> [Цель задания]
Перепишите без изменений фрагмент данных, который начинается строкой, содержащей «Could you point to the bush», и заканчивается строкой, содержащей «point(1047, 709)», включая обе эти строки.

> [Записи]
■ ■ ■ ■ ■ ■ ■
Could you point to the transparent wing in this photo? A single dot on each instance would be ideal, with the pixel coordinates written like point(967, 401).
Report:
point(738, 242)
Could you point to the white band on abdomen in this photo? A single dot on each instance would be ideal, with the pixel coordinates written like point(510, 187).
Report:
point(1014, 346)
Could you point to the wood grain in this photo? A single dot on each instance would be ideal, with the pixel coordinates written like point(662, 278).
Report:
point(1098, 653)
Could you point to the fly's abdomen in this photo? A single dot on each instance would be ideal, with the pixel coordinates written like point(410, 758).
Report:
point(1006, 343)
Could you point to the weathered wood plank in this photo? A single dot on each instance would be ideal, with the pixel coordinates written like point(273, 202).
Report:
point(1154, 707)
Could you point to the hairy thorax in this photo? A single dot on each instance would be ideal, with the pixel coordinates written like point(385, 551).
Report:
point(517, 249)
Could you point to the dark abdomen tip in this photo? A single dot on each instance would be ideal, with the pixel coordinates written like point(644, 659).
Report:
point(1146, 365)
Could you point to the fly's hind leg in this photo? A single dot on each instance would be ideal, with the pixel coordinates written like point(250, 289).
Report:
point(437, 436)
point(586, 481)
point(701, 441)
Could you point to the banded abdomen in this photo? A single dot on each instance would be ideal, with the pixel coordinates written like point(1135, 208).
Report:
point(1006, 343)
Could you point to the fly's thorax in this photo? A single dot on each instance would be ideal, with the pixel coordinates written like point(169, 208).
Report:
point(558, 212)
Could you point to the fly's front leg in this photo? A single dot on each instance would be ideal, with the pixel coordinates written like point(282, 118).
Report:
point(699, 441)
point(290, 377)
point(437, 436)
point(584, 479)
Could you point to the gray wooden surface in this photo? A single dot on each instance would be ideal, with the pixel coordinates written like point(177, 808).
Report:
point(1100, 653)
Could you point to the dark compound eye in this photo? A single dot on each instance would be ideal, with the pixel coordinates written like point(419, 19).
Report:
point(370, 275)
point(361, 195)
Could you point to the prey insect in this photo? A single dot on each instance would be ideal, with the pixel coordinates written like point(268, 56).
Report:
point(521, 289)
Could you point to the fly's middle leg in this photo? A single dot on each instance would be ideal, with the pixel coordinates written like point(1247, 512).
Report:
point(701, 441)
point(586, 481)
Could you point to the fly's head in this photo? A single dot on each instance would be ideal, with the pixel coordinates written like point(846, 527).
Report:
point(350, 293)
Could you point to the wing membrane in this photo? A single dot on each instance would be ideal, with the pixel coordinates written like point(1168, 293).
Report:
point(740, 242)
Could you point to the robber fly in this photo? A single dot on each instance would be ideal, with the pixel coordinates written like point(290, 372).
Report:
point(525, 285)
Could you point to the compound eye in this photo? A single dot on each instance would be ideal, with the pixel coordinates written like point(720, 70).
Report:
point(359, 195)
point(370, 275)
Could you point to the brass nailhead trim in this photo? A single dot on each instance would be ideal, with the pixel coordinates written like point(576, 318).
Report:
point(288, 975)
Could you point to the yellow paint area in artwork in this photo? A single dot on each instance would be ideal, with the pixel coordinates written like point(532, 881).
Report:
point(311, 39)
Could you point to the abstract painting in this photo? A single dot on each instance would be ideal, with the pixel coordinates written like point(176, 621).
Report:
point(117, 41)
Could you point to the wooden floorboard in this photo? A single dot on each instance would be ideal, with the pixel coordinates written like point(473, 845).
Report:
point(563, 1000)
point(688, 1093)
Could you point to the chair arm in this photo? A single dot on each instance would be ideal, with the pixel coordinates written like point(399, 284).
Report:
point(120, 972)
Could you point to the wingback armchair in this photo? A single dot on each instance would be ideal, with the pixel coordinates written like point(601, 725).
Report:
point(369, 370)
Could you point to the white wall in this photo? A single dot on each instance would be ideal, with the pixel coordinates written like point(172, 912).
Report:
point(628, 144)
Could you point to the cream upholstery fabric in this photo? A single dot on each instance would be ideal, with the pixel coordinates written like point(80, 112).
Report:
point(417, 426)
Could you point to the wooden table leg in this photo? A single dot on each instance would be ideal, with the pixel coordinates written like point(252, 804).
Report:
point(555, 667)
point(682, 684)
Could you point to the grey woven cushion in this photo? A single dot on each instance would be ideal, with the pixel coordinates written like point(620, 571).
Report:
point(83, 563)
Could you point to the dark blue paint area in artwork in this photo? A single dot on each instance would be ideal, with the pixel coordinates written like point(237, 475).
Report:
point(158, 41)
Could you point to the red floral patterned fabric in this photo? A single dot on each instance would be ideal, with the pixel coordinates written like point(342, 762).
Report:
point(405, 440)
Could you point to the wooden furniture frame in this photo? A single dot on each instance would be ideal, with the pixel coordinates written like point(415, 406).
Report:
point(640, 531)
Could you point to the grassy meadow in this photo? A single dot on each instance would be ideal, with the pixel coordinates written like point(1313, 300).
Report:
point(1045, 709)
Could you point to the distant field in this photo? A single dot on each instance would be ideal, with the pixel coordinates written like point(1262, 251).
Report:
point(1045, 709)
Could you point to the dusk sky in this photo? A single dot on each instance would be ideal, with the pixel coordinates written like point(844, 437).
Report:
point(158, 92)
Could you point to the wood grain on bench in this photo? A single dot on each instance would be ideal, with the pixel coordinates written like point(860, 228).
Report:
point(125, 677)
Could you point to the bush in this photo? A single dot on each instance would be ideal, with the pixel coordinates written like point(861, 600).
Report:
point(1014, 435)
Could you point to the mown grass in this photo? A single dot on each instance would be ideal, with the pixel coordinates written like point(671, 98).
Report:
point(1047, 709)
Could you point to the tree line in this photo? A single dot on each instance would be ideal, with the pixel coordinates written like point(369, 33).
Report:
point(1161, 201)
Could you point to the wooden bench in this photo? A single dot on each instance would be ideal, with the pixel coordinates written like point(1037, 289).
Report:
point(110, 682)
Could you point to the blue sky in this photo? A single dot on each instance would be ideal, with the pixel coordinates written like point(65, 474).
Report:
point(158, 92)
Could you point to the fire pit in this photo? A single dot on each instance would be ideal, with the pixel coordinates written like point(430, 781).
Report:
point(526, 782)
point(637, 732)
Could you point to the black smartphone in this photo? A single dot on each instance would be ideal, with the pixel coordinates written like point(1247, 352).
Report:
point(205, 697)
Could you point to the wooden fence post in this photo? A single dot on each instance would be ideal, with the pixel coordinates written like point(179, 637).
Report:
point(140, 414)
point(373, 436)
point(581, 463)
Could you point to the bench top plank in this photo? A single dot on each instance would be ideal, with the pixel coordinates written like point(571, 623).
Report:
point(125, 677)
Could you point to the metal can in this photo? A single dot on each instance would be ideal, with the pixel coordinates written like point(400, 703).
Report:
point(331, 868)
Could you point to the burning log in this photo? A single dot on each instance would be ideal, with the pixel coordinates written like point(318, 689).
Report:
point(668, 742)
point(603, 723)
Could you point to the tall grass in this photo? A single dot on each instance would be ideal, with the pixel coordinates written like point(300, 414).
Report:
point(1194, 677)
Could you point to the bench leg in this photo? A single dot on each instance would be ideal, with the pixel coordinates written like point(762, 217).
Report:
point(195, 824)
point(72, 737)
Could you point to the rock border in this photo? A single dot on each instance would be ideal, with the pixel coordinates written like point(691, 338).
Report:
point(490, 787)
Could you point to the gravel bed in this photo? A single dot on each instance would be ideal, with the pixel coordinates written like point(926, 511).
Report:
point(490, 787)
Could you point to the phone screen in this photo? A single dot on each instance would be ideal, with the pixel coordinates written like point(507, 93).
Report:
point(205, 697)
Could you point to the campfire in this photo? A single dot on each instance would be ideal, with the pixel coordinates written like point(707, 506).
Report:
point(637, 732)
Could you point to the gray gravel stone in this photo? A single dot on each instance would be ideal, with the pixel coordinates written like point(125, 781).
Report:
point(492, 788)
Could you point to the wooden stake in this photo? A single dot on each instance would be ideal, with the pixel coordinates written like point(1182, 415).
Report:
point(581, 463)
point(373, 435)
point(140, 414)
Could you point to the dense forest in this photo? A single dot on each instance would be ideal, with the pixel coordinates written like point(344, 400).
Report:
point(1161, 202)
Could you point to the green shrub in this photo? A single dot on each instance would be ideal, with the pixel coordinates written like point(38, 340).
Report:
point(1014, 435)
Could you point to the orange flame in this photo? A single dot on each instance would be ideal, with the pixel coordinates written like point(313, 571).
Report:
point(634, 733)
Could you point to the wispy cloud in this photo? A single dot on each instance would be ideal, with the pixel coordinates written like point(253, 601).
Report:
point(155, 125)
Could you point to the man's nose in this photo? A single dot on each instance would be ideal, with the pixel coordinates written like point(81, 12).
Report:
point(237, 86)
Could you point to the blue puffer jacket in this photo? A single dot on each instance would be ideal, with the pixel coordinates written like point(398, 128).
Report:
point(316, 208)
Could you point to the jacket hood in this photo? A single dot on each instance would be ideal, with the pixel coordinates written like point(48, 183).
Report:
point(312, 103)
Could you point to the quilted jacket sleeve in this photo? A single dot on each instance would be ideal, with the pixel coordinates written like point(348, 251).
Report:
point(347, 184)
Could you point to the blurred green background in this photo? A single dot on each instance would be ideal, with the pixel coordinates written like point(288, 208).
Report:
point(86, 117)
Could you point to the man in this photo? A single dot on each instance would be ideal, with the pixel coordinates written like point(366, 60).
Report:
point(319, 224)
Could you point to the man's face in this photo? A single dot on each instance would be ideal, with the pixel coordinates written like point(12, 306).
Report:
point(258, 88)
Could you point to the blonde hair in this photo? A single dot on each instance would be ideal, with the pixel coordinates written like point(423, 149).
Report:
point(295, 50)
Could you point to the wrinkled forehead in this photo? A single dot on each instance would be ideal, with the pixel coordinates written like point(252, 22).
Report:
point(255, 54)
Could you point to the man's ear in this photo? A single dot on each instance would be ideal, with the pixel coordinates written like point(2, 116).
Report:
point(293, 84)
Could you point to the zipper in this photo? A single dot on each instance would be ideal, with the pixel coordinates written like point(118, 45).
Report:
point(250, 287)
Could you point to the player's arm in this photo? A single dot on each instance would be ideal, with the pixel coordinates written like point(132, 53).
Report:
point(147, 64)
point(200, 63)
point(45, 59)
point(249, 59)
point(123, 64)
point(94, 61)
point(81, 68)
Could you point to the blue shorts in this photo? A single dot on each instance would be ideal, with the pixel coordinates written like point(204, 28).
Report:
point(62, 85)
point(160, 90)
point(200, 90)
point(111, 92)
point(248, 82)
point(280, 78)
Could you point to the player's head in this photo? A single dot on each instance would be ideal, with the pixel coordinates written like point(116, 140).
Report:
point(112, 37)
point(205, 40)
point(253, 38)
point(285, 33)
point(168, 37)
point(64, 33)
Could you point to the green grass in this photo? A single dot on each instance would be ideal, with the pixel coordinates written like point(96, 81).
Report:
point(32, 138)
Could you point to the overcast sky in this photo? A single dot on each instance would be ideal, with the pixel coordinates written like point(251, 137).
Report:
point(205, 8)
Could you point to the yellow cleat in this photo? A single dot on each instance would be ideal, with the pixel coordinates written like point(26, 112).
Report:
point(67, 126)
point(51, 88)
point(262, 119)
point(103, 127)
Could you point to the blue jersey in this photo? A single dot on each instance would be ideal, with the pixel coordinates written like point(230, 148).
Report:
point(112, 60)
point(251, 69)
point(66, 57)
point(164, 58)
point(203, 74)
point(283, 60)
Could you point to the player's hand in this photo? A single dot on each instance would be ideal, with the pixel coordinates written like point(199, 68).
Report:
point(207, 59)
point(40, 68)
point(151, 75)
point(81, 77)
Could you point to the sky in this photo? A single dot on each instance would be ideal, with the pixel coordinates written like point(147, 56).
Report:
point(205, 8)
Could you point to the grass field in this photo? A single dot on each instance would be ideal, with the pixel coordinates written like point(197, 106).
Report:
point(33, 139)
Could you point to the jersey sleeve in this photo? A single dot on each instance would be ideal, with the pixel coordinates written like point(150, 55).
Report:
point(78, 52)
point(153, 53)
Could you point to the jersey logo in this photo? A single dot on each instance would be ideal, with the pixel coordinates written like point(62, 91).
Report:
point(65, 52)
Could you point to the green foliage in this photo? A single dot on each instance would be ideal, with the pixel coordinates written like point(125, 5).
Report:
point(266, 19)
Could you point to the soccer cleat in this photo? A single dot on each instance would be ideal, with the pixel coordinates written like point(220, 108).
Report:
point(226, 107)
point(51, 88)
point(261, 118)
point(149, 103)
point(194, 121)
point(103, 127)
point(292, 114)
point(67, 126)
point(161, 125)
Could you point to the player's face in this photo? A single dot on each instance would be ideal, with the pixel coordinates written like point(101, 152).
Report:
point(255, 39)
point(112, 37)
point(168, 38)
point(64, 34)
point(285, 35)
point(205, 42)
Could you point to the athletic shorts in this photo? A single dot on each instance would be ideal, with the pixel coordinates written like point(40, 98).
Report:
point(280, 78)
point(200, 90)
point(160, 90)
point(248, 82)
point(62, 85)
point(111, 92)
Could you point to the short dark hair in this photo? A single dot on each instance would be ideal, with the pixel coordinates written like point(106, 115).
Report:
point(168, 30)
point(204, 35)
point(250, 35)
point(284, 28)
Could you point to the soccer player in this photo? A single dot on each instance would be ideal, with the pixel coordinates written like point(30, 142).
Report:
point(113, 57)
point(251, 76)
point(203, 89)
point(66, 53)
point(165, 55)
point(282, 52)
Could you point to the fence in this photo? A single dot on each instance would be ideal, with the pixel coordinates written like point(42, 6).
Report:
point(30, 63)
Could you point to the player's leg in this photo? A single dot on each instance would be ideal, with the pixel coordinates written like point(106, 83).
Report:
■ ■ ■ ■ ■ ■ ■
> [Ответ к заданию]
Could you point to the bush in this photo? A single dot on each instance would be ideal, with the pixel coordinates written like point(861, 600).
Report:
point(1014, 435)
Could you point to the mown grass in this photo? A single dot on each instance would be ideal, with the pixel coordinates written like point(671, 98).
Report:
point(1047, 709)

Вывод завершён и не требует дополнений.